→ **SELECTED TEXT**
Note: 19 fixed effect coefficients not shown (use print_coefficients() to see all)

Model Coefficients:
Model coefficients:
    Intercept    0.75, 94% HDI [0.49, 1]
    treatment    3.1, 94% HDI [2.9, 3.3]
    x1           0.5, 94% HDI [0.44, 0.56]
    y_hat_sigma  0.51, 94% HDI [0.47, 0.56]

The treatment effect estimate (treatment 3.1, 94% HDI [2.9, 3.3]) closely recovers the true value of 3.0, and the 94% HDI contains the true parameter. This demonstrates that one-way unit fixed effects successfully removes the bias from time-invariant unit confounders \(u_i\).

Fixed Effects with Demeaned Transformation#

The demeaned transformation gives identical results:

# One-way unit FE with demeaned transformation (Bayesian)
# Note: time_fe_variable is not set, so we only control for unit effects
result_demeaned = cp.PanelRegression(
    data=df_sim,
    formula="y ~ treatment + x1",  # No C(unit) needed with demeaned transformation!
    unit_fe_variable="unit",
    # time_fe_variable not set = one-way unit FE
    fe_method="demeaned",
    model=cp.pymc_models.LinearRegression(sample_kwargs=sample_kwargs),
)
Hide code cell output
Initializing NUTS using jitter+adapt_diag...
Multiprocess sampling (4 chains in 4 jobs)
NUTS: [beta, y_hat_sigma]

Sampling 4 chains for 1_000 tune and 2_000 draw iterations (4_000 + 8_000 draws total) took 1 seconds.
Sampling: [beta, y_hat, y_hat_sigma]
Sampling: [y_hat]
result_demeaned.summary()
Panel Regression
============================================================
Units: 20 (unit)
FE method: demeaned
Observations: 300
============================================================

Model Coefficients:
Model coefficients:
    Intercept    1.1e-05, 94% HDI [-0.054, 0.053]
    treatment    3.1, 94% HDI [3, 3.3]
    x1           0.5, 94% HDI [0.44, 0.56]
    y_hat_sigma  0.5, 94% HDI [0.46, 0.54]

Interpreting the Results#

The treatment coefficient of approximately 3.1 (true value: 3.0) represents the within-unit causal effect of treatment on the outcome.

What this means: For the same unit, receiving treatment increases the outcome by about 3 units on average, after controlling for all time-invariant unit characteristics.

Key insight: This estimate comes from comparing each unit to itself at different time points - not from comparing treated units to control units. This is why fixed effects can control for unobserved unit-level confounders.

The Bayesian credible interval provides uncertainty quantification: we’re 94% confident the true effect lies within this range.

→ **PROVIDED DATA**
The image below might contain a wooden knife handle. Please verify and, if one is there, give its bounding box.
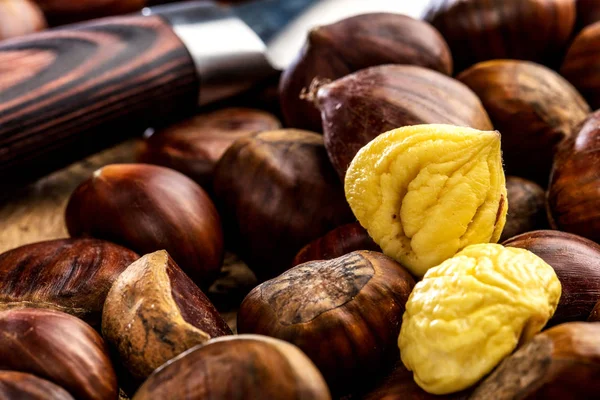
[0,16,199,187]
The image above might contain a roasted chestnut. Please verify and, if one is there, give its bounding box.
[0,308,118,400]
[280,13,452,132]
[548,111,600,242]
[214,129,355,280]
[102,250,232,381]
[138,108,281,189]
[457,60,590,185]
[65,164,223,288]
[503,231,600,326]
[133,335,331,400]
[0,239,138,327]
[293,222,381,267]
[238,251,415,394]
[315,65,493,180]
[425,0,576,71]
[470,322,600,400]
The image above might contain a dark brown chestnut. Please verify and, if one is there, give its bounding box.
[0,371,75,400]
[102,250,232,381]
[133,335,331,400]
[425,0,576,72]
[292,222,381,267]
[470,322,600,400]
[0,239,139,327]
[214,129,355,280]
[0,308,118,400]
[65,164,223,288]
[280,13,452,132]
[238,251,415,394]
[138,108,281,189]
[503,230,600,326]
[315,65,493,180]
[457,60,590,187]
[547,108,600,242]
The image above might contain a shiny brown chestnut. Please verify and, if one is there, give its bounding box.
[547,111,600,242]
[138,108,281,189]
[292,222,381,267]
[279,13,452,132]
[238,251,415,394]
[214,129,355,280]
[0,239,139,327]
[457,60,590,187]
[102,250,232,381]
[65,164,223,288]
[0,308,118,400]
[0,371,75,400]
[314,65,493,180]
[424,0,576,72]
[470,322,600,400]
[503,230,600,326]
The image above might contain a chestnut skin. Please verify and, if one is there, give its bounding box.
[457,60,591,185]
[547,111,600,243]
[133,335,331,400]
[138,108,281,190]
[214,129,356,280]
[238,251,415,395]
[424,0,576,72]
[0,239,139,327]
[65,164,224,288]
[0,308,118,400]
[502,230,600,326]
[279,13,452,132]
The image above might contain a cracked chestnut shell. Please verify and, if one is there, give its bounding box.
[133,335,331,400]
[457,60,590,187]
[238,251,415,394]
[0,308,118,400]
[315,65,493,180]
[547,111,600,242]
[279,13,452,132]
[503,230,600,326]
[0,239,139,327]
[470,322,600,400]
[102,250,232,381]
[65,164,224,288]
[138,108,281,189]
[424,0,576,72]
[214,129,355,280]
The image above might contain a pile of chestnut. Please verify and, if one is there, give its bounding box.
[0,0,600,400]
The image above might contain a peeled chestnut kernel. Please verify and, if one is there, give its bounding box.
[425,0,576,71]
[133,335,331,400]
[138,108,281,188]
[0,308,118,400]
[0,239,139,326]
[315,65,493,179]
[214,129,355,280]
[547,108,600,243]
[0,371,74,400]
[238,251,415,394]
[65,164,223,288]
[279,13,452,132]
[292,222,381,267]
[503,231,600,326]
[0,0,46,40]
[457,60,590,187]
[470,322,600,400]
[102,250,232,380]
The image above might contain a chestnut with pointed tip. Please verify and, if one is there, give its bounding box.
[238,251,415,394]
[133,335,331,400]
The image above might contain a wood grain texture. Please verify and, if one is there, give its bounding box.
[0,17,199,186]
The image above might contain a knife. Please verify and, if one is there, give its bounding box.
[0,0,426,187]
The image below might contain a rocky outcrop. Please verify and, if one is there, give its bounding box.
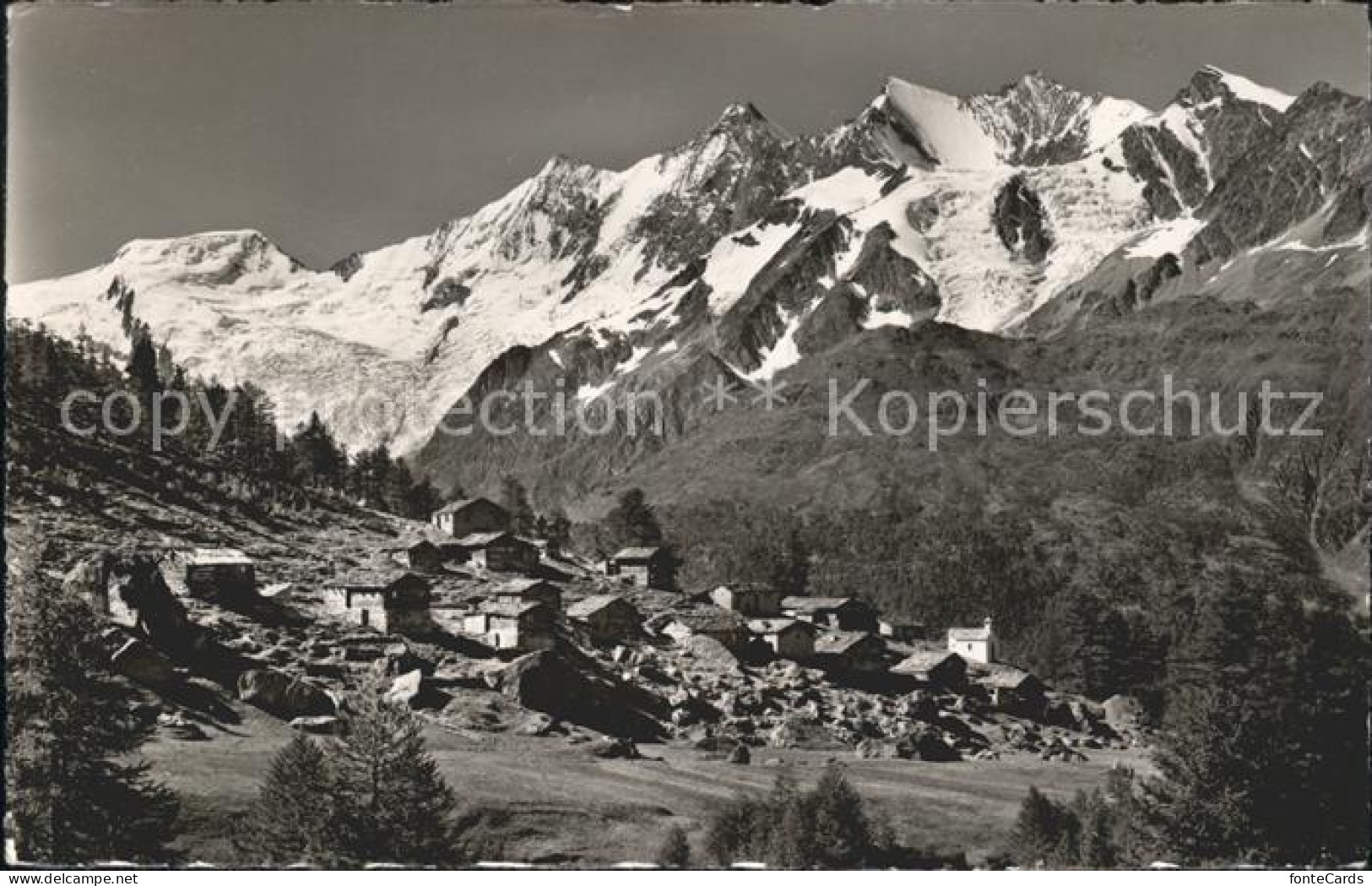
[239,671,336,719]
[990,176,1052,264]
[110,638,177,688]
[490,650,670,741]
[1187,84,1372,264]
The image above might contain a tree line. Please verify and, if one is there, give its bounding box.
[6,321,441,519]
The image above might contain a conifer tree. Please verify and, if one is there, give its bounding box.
[235,734,339,867]
[334,682,461,866]
[501,475,534,535]
[657,824,690,868]
[1010,787,1073,868]
[6,546,178,864]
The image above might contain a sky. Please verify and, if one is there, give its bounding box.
[6,0,1369,283]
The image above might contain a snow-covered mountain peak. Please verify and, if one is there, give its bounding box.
[106,229,302,284]
[9,68,1357,460]
[1177,64,1295,112]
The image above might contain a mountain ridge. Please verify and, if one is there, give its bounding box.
[11,68,1365,466]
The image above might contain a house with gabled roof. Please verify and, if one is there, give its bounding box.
[430,497,511,538]
[491,579,562,612]
[457,532,538,572]
[709,584,785,618]
[652,606,751,653]
[185,547,257,600]
[748,618,816,661]
[463,602,557,653]
[891,649,968,688]
[605,547,676,591]
[972,664,1045,716]
[781,596,876,633]
[325,572,435,633]
[948,616,1001,664]
[567,594,643,644]
[815,631,887,673]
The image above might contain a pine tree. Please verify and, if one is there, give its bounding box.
[127,334,162,396]
[811,764,873,868]
[1150,573,1368,864]
[657,824,690,868]
[6,546,178,864]
[501,475,534,535]
[605,488,663,547]
[545,508,572,554]
[235,734,339,867]
[334,682,461,866]
[1010,787,1074,868]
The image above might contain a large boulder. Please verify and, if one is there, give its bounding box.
[239,671,335,719]
[683,633,741,673]
[110,638,177,686]
[1100,695,1144,735]
[487,650,671,741]
[900,723,962,763]
[291,715,342,735]
[767,715,843,750]
[386,671,452,710]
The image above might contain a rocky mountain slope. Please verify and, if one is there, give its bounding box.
[19,68,1368,466]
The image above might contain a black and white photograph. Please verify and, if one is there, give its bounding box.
[4,0,1372,872]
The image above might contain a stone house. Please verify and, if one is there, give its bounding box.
[891,649,968,688]
[709,584,784,618]
[876,618,926,644]
[605,547,676,591]
[458,532,538,572]
[327,572,435,633]
[748,618,815,661]
[948,616,1001,664]
[781,596,876,633]
[654,606,752,653]
[404,541,443,572]
[430,497,511,539]
[567,594,643,644]
[491,579,562,613]
[815,631,887,673]
[185,547,257,600]
[463,602,557,653]
[973,664,1047,717]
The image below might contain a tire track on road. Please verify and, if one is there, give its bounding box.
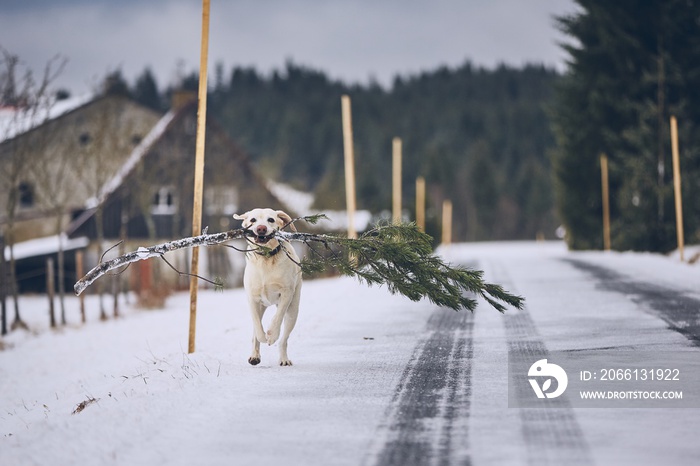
[493,264,594,466]
[366,309,474,466]
[562,259,700,346]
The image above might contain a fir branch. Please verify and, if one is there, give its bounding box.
[75,218,524,312]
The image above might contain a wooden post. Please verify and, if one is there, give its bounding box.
[187,0,209,353]
[46,257,56,328]
[340,95,357,239]
[0,234,9,335]
[416,176,425,232]
[442,199,452,246]
[75,251,85,323]
[391,138,402,224]
[600,154,610,251]
[671,116,685,262]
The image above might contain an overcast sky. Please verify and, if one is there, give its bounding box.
[0,0,576,94]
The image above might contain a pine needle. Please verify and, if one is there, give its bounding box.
[75,214,524,312]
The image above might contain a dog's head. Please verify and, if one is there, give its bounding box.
[233,209,297,244]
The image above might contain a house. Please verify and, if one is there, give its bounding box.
[0,94,293,290]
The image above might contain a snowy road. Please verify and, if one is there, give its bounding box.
[0,243,700,466]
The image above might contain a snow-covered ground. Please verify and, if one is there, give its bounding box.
[0,242,700,465]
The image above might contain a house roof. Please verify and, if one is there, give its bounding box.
[85,110,177,209]
[0,94,95,144]
[66,100,296,236]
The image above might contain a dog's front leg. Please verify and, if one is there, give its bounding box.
[248,298,267,366]
[248,297,267,343]
[267,290,294,345]
[280,284,301,366]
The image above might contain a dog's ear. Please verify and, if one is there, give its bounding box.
[277,210,297,231]
[233,212,248,228]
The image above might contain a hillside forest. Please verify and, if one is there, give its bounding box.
[121,61,559,241]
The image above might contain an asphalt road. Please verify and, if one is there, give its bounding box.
[365,247,700,466]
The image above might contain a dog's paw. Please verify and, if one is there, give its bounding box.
[267,329,280,345]
[255,330,269,343]
[248,356,262,366]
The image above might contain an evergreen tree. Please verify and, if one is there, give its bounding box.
[133,68,163,111]
[552,0,700,251]
[210,61,559,240]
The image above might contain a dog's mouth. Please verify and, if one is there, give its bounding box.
[255,235,273,244]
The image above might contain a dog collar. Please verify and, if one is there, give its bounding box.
[256,243,282,257]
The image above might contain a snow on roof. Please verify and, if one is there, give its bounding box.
[5,235,90,260]
[85,110,177,209]
[0,94,95,143]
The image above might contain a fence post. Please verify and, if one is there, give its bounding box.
[391,138,402,224]
[46,257,56,328]
[75,251,85,324]
[340,95,357,239]
[442,199,452,246]
[600,154,610,251]
[0,235,9,335]
[671,116,685,262]
[416,176,425,233]
[187,0,209,353]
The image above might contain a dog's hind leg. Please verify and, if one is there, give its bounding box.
[248,299,267,366]
[280,286,301,366]
[248,335,260,366]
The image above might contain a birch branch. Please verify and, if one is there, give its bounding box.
[73,228,252,296]
[74,216,524,312]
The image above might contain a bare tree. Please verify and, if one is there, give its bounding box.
[0,47,66,330]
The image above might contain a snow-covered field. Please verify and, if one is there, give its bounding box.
[0,268,427,465]
[0,242,700,465]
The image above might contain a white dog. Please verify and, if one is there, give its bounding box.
[233,209,301,366]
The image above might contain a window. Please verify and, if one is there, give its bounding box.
[151,186,177,215]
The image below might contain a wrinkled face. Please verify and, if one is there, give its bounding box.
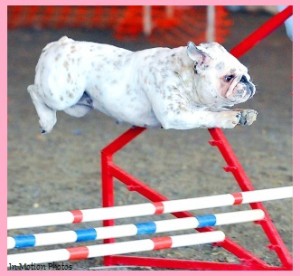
[188,42,256,107]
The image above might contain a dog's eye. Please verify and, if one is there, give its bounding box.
[224,75,234,82]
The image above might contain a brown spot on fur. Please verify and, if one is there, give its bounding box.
[63,61,69,70]
[216,61,225,70]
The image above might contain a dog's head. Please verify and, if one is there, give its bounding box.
[187,42,256,108]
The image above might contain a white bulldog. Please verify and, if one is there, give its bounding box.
[28,37,257,133]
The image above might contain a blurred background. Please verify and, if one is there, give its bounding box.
[8,6,293,269]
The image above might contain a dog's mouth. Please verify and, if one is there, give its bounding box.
[226,76,256,103]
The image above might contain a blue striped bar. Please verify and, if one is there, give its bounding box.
[195,215,217,227]
[14,235,35,248]
[135,221,156,235]
[74,228,97,242]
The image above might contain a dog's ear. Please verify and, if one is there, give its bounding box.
[187,41,211,65]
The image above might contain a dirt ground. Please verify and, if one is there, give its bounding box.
[7,8,293,270]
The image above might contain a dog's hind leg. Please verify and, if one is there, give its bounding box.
[27,84,57,133]
[64,92,93,118]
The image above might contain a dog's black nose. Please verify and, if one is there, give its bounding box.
[241,76,248,83]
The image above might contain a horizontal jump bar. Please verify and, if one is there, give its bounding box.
[7,231,225,269]
[7,186,293,230]
[7,209,265,249]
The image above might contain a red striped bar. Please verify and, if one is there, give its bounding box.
[153,202,165,215]
[151,237,172,250]
[231,193,243,205]
[66,246,89,261]
[70,210,83,223]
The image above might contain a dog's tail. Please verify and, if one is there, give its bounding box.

→ **TO BE DONE**
In the fixed effects text, what is the true value of the treatment effect?

→ **FULL RESPONSE**
3.0